PROBLEM REQUIREMENTS: Nothing is to be altered. Print each record in full.

INPUT:

.....

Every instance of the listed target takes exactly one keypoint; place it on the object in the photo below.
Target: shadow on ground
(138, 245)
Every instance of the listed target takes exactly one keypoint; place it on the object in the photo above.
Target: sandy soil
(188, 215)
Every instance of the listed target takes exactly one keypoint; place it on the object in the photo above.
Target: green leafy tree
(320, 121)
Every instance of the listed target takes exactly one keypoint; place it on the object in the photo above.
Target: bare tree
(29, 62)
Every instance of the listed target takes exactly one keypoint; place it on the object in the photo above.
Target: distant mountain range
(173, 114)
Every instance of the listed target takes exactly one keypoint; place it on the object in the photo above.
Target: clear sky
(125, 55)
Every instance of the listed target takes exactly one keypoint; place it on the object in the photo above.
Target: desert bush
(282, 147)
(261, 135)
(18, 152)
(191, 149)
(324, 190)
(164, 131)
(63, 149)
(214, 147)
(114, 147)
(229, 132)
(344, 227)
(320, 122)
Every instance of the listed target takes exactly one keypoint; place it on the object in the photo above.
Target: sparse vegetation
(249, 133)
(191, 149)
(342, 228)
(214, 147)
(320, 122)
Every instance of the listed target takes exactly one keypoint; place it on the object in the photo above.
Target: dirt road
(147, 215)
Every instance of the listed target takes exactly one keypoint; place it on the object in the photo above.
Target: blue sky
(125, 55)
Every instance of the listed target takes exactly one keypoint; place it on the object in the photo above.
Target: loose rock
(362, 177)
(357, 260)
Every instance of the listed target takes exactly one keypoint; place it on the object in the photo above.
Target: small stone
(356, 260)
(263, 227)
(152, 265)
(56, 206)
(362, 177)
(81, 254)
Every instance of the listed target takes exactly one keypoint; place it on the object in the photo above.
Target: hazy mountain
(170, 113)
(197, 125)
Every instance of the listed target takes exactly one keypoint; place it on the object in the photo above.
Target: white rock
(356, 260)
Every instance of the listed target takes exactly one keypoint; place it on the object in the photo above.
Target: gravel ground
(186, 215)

.....

RESULT FOR THIS EXERCISE:
Every instance of the listed target takes exactly one keypoint; place it on the object in the photo below.
Target: shadow on ground
(138, 245)
Every instance of the listed target takes exactly one keypoint; place it on the object in the photo above.
Target: sandy soil
(188, 215)
Every instance of the listed target takes exactly one keypoint; place it on the object in the photo above.
Target: green leafy tree
(320, 121)
Every instance of the listed target takes exactly one keypoint; place it on the object in the photo above.
Target: bare tree
(29, 62)
Every instance of the listed target takes exactly one keypoint; place it on the object in the photo above.
Target: distant mountain range
(173, 114)
Every instance of the listed target takes exactly one keypoint; place it on the object in the photo above.
Target: clear sky
(125, 55)
Every instance of the listed target takes exactly one keypoint; place it on the object in the photo above.
Target: desert bush
(282, 147)
(261, 135)
(18, 152)
(191, 149)
(324, 190)
(164, 131)
(63, 149)
(214, 147)
(114, 147)
(229, 132)
(344, 227)
(320, 122)
Every instance of the listed target takes exactly one keypoint; place it on the object in the photo above.
Target: sparse vegetation
(249, 133)
(191, 149)
(342, 228)
(214, 147)
(320, 122)
Every instance of the listed target takes exactly one keypoint; place it on the object in the photo above.
Target: dirt road
(147, 215)
Every instance of the listed target takes exactly one keypoint; place it on the object in the photo above.
Target: blue sky
(125, 55)
Every instance of the listed target takes exactly one keypoint; place it on the object in the photo above.
Target: loose rock
(362, 177)
(357, 260)
Every instance of the listed target takes exactly one keypoint; place it on the object in the photo above.
Target: small stone
(356, 260)
(263, 227)
(152, 265)
(56, 206)
(362, 177)
(81, 254)
Every instance of the listed target takes exactly one keypoint; place it on the object in the photo above.
Target: hazy mountain
(170, 113)
(197, 125)
Every instance of the listed target takes exactly one keypoint; place it on the object in the photo above.
Target: white rock
(356, 260)
Every instance of the listed target takes exactly one keypoint; place it on the object in the photo above.
Target: gravel ground
(186, 215)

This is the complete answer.